--- PROVIDED DATA ---
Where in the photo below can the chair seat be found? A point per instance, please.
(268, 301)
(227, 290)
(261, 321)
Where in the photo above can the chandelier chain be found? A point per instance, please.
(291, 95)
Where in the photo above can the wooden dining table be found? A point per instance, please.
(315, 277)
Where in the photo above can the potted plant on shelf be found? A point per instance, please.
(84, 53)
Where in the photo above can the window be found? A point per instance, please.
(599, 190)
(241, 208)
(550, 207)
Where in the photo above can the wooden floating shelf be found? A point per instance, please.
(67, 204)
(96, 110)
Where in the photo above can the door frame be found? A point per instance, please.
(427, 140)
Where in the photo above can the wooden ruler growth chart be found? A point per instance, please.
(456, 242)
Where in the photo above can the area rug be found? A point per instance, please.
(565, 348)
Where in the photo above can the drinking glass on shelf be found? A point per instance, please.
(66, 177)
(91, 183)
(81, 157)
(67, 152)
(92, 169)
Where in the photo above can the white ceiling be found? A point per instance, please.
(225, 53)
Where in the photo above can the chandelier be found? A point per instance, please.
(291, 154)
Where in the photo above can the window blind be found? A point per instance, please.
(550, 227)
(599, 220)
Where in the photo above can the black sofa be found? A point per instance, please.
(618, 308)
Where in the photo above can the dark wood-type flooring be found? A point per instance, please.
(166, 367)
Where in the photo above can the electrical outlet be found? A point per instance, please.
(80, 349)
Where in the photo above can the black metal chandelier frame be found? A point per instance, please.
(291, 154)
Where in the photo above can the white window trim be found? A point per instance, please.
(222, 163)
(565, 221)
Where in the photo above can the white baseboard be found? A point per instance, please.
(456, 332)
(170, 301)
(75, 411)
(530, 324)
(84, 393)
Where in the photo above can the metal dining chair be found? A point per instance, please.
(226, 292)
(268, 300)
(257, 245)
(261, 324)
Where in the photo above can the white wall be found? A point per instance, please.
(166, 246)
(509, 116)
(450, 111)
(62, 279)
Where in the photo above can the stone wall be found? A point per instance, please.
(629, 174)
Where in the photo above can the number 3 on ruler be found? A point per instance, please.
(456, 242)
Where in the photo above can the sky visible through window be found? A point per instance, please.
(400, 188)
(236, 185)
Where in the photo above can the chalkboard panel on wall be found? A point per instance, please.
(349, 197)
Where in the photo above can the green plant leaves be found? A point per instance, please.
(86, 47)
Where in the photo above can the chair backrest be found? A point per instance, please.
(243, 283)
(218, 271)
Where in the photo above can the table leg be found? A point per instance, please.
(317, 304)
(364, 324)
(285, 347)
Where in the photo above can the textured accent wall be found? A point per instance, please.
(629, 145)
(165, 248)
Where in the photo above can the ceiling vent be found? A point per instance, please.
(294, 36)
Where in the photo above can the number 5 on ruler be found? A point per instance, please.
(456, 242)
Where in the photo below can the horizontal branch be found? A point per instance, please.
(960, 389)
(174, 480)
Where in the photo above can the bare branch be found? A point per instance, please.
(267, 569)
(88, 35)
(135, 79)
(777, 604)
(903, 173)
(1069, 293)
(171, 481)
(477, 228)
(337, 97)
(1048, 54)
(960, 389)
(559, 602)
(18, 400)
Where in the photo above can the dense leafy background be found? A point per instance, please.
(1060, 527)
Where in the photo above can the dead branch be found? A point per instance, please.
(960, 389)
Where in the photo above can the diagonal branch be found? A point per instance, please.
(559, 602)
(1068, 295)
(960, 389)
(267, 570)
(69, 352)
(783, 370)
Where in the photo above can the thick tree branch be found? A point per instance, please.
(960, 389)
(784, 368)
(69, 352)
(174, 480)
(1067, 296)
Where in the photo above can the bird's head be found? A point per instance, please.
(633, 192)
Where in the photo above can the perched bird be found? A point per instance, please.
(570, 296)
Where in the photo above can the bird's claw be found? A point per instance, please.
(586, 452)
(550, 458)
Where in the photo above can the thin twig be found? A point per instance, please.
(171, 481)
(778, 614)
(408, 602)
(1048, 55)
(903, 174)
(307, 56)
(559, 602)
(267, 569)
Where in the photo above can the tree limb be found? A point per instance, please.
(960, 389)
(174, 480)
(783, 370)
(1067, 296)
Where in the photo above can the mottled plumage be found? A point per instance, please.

--- YOUR TASK ---
Copy out the listing above word for word, beginning at the line that contains "Where in the photo above can the bird's claw" and continuing through the last line of the listing.

--- THE OUTPUT ---
Where in the photo above can the bird's claw be found? A point per instance, please.
(586, 452)
(550, 458)
Where in the photo above can the thin twig be found? A point per instance, please.
(171, 481)
(778, 614)
(408, 602)
(1048, 55)
(903, 174)
(307, 56)
(559, 602)
(267, 569)
Where in the photo above can the tree limb be found? A point per instance, please.
(960, 389)
(174, 480)
(783, 370)
(1067, 296)
Where in the photo above can the mottled plumage be found? A point per instance, please.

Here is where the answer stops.